*Instructions for the task:* Take the line containing "this form: (554,793)." and every line after it to the end of the records, and copy them exactly, leaving out pictures.

*Material for the task:*

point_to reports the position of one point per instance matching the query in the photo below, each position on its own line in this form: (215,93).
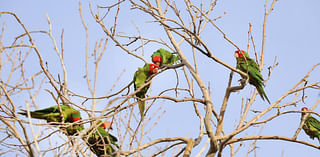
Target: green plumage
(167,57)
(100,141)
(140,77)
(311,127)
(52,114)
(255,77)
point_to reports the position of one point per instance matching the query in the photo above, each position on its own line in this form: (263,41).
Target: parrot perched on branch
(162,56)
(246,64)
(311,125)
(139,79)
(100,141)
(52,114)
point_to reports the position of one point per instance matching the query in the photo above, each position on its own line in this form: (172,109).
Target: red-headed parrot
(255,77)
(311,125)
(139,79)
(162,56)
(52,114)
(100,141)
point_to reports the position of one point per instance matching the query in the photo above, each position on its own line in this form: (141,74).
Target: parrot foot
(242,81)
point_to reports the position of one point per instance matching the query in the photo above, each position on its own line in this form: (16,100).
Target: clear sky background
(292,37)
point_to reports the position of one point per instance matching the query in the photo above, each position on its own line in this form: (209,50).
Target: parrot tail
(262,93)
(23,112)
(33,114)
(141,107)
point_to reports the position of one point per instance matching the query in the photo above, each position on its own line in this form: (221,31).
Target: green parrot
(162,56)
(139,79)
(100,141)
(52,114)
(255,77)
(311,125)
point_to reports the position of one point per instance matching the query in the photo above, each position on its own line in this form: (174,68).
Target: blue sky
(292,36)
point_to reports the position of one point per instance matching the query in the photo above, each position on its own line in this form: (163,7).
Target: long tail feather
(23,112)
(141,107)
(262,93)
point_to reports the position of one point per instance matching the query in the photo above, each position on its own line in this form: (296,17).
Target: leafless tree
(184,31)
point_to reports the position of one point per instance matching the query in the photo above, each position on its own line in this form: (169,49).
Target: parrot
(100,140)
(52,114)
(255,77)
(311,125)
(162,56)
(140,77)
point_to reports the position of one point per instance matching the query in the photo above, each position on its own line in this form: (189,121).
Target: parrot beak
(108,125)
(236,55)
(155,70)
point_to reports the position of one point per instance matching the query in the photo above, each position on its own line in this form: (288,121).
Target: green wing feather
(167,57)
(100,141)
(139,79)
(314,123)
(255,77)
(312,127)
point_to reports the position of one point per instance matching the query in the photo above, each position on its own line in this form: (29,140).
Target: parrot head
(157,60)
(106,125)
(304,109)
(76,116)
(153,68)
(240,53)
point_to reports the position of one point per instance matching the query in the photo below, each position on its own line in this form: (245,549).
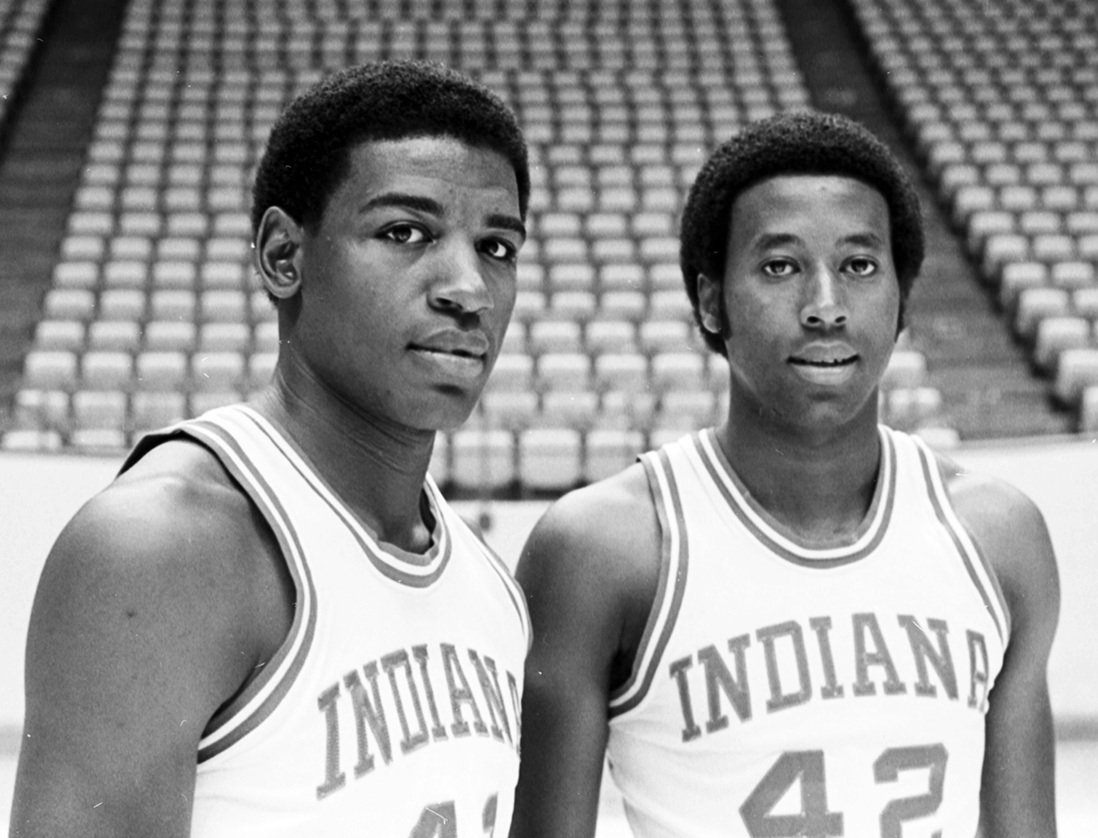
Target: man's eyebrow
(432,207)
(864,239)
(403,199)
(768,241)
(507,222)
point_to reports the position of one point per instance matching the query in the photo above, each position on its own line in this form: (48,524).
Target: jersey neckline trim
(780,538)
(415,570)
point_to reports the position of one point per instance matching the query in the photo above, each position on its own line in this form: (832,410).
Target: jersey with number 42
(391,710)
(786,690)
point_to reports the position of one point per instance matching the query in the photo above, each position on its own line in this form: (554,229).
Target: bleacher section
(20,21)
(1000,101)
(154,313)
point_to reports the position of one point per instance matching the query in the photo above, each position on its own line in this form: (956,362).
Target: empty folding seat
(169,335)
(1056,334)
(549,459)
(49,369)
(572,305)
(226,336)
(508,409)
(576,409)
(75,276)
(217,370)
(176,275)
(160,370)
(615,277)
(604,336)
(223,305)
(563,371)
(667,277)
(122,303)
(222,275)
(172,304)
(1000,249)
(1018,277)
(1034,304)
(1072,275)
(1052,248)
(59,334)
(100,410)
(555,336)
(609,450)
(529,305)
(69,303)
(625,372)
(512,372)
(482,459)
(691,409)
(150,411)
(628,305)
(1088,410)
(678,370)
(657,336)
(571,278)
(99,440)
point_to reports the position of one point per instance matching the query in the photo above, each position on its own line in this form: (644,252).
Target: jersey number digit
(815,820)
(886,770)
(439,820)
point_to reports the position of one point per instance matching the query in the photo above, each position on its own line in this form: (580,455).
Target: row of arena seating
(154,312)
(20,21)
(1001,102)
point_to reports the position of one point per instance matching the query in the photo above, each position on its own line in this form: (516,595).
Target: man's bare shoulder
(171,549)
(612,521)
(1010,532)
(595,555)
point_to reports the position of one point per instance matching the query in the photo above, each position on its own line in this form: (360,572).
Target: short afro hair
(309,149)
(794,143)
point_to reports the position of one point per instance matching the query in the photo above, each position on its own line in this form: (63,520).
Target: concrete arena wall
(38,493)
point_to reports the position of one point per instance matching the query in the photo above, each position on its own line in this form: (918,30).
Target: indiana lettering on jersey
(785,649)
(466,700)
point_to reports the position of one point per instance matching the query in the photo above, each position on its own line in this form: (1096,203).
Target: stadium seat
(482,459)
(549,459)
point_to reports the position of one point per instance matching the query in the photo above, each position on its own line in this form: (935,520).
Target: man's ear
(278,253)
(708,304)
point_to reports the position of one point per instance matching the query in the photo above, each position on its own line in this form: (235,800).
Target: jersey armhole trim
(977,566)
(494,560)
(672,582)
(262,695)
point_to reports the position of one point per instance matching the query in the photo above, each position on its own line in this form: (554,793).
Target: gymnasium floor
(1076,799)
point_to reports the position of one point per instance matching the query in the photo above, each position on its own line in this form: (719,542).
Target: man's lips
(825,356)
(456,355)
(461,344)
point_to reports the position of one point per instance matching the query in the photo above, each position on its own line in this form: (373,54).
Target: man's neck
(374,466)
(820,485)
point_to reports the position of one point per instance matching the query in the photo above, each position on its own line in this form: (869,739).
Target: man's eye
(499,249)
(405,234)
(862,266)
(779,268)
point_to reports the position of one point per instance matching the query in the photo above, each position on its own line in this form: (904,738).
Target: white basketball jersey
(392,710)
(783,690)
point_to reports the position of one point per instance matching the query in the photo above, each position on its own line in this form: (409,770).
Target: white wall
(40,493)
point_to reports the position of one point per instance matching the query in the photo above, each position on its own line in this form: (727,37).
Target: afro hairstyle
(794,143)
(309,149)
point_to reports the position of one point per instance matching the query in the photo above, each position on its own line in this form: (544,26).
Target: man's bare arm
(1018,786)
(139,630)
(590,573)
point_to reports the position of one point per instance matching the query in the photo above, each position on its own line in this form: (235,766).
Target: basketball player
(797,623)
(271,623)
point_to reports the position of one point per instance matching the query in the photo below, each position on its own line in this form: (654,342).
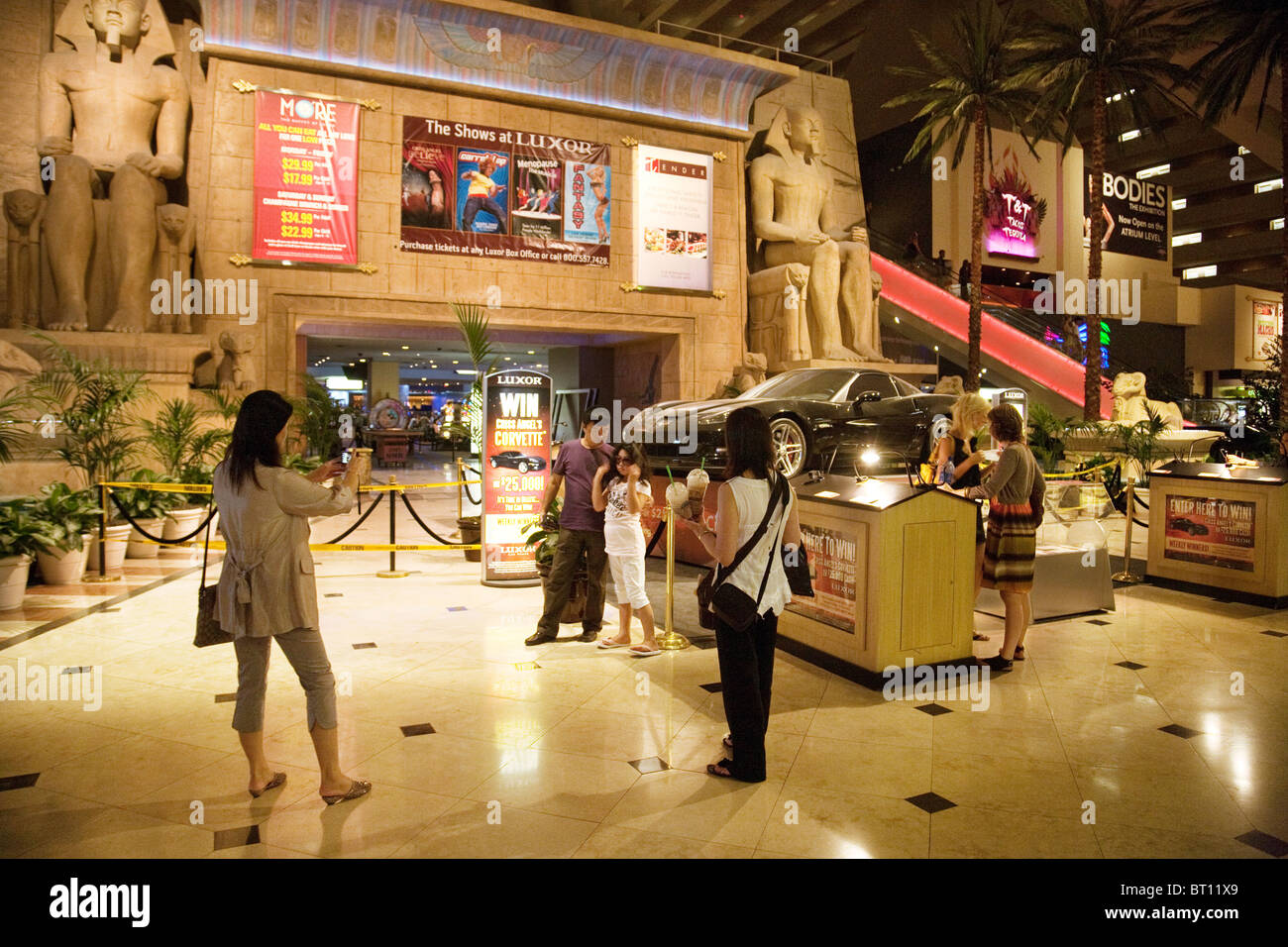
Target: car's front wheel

*Written solution:*
point_to reports the position of one point per instance matching the query in the photo above, each position on its own line in this form: (554,793).
Target: gymnasium floor
(1076,799)
point_to reports the position of one point per instance matching the query in the photo above, each position on its own line in this form: (719,542).
Target: man's lips
(825,356)
(456,355)
(461,344)
point_to reports the position of one point per instance matching the query in the photo above, each position on its own line in this form: (373,54).
Target: man's neck
(374,466)
(820,485)
point_to reports the position of one point per instance matching the query in the photo above, each position on its own line in this form: (869,739).
Target: man's eye
(499,249)
(405,234)
(862,266)
(779,268)
point_to reports the position of one point per instance matching the query in the photo above, each position on its own line in this form: (904,738).
Target: white basketball jersey
(392,710)
(783,690)
point_to reports the position of one point per instance matching the query in the photo above, each position on its own line in this form: (409,770).
Target: white wall
(40,493)
point_to reports the position of one point per instance matching the query in the photo above, each position on its own line in this form: (727,37).
Target: afro hairstyle
(794,143)
(309,149)
point_to reports the position of one point per instance matching the query in the photo above, each position on its own line in this form: (544,26).
Target: man's bare arm
(1018,786)
(139,630)
(590,573)
point_to reports the position of one point per instance matching the query in the photo above, each position on its own line in this form: (235,766).
Target: basketball player
(797,623)
(271,623)
point_to reports the position of one point per instance matching the query in the photo below, each position on its own line in this form: (654,342).
Target: car's front wheel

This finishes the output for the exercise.